_Do this_
Which lines in the rows below contain the string "every", counting case? Report each such line in full.

_Record extracts_
================

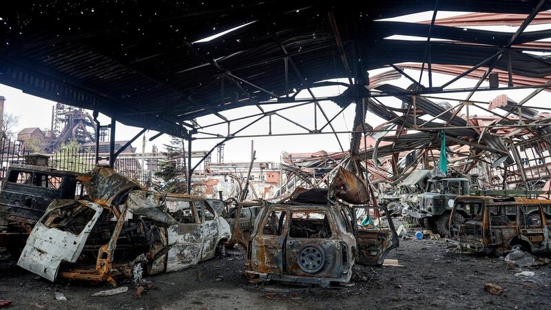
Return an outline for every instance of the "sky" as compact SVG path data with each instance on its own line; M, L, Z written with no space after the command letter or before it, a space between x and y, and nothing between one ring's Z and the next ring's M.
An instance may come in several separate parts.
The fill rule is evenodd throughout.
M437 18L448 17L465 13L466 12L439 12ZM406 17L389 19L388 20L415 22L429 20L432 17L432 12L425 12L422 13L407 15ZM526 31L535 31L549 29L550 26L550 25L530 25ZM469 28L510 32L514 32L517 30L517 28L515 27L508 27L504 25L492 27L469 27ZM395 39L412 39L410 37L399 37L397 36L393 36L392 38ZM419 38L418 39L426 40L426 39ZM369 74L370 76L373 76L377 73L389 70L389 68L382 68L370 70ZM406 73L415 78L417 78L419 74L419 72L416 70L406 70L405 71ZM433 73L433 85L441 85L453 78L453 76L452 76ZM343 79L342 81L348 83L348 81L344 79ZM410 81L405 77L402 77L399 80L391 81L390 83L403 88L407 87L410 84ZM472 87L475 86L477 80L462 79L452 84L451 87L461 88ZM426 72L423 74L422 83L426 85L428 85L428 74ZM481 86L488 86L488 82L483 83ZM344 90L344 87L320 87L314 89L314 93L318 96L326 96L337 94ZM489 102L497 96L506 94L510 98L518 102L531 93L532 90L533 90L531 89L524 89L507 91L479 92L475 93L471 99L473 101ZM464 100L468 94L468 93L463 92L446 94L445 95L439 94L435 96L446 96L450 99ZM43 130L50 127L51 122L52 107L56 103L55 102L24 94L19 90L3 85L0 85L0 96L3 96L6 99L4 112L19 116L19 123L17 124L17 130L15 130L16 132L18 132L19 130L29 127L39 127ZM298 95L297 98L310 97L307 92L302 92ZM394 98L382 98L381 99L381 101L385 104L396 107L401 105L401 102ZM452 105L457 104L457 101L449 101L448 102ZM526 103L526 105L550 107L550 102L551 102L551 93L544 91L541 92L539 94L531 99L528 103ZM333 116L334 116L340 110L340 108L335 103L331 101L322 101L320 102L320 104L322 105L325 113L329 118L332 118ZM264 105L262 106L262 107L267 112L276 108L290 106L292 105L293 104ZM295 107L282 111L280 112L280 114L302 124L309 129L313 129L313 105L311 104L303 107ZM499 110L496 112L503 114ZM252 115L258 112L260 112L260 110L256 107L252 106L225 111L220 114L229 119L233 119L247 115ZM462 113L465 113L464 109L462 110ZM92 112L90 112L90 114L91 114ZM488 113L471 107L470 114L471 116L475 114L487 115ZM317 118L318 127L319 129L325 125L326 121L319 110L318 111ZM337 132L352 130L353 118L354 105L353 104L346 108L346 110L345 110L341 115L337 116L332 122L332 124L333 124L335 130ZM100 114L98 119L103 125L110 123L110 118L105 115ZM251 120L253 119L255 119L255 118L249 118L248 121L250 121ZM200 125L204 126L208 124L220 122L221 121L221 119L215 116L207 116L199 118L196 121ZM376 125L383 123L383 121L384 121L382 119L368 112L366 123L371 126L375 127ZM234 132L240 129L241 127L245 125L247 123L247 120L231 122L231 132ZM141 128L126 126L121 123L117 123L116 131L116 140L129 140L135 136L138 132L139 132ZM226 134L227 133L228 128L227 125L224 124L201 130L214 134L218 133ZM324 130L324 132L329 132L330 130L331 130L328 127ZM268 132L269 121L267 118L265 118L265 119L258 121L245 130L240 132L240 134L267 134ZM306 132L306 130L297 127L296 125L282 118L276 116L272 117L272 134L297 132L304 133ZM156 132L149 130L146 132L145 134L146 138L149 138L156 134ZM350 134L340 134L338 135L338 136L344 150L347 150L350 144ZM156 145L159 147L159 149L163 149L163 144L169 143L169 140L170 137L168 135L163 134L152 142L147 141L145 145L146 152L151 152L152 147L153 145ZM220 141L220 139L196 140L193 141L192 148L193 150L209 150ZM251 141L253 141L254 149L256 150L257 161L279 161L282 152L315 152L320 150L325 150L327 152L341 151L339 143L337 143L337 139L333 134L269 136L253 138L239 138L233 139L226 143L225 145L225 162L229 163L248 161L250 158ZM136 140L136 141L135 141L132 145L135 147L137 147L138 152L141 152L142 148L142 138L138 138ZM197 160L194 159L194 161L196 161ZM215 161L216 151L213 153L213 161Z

================

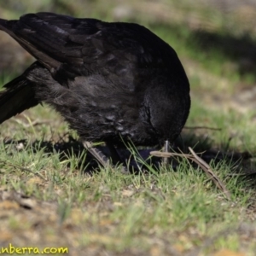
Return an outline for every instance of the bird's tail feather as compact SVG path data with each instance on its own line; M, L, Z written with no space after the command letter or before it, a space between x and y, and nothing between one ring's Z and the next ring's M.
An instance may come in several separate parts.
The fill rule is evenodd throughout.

================

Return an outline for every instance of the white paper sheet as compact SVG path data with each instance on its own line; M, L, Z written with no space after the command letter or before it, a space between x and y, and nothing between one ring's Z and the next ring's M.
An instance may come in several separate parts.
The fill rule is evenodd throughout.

================

_Full answer_
Return an outline for every instance of the "sky" as compact SVG path data with each instance on its own line; M, L, Z written with no space after the command letter or before it, a space between x and y, and nothing between one ring's Z and the next ring's M.
Return an outline for every instance of the bird's tail feather as compact SVG path data with each instance on its own line; M, L, Z written with no space after the command letter or before it, a space between x and y, and nothing between one ring's Z and the next ring's M.
Return an outline for every instance of the white paper sheet as compact SVG path data with each instance on its own line; M, L, Z written with no space after the command letter or before it, a space between x and y, and nothing between one ring's Z and the next ring's M.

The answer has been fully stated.